*** Record extracts

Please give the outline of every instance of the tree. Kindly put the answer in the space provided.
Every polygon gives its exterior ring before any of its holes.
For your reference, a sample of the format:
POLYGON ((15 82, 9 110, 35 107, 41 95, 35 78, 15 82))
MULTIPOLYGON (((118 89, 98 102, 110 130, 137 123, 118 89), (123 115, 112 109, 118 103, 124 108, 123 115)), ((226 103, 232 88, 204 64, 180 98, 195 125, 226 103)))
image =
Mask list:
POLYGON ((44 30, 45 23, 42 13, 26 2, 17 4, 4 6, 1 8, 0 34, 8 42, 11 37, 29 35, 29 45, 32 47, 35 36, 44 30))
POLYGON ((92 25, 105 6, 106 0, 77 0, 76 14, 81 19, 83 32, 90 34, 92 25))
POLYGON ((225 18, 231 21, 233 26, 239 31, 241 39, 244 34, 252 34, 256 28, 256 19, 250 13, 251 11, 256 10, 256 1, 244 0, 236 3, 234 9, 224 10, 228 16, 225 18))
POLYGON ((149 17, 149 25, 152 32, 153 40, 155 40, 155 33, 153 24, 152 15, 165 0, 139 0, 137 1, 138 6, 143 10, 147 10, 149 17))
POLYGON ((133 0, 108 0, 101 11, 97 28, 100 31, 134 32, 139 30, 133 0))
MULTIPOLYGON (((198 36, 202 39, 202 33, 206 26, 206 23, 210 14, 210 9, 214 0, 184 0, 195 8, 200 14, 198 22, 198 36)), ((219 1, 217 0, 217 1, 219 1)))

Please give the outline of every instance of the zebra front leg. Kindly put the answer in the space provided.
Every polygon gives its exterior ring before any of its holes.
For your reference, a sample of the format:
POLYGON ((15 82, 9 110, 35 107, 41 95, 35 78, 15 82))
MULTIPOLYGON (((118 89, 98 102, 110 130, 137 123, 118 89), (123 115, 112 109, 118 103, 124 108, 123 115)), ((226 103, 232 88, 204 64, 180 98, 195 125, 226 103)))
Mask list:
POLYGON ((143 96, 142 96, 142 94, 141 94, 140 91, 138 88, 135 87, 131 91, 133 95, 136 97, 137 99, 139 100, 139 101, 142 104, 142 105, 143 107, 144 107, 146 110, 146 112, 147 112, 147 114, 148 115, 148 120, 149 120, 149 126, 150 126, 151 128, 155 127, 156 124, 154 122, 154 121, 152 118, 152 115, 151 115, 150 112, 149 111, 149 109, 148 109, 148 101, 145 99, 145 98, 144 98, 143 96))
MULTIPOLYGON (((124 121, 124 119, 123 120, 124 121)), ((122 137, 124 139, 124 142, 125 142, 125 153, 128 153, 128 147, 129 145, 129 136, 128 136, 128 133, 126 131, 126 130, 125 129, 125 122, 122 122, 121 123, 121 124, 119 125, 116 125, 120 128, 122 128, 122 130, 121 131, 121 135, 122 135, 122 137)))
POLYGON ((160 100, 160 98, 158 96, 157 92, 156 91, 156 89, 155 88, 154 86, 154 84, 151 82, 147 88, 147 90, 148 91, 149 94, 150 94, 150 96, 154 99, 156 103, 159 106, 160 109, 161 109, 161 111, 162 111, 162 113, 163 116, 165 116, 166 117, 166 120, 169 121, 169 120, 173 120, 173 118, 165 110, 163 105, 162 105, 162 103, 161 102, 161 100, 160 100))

******

- Exercise description
Please count the lines in the material above that contain the word "outline", matching case exactly, and reply with only the number.

- Exercise result
2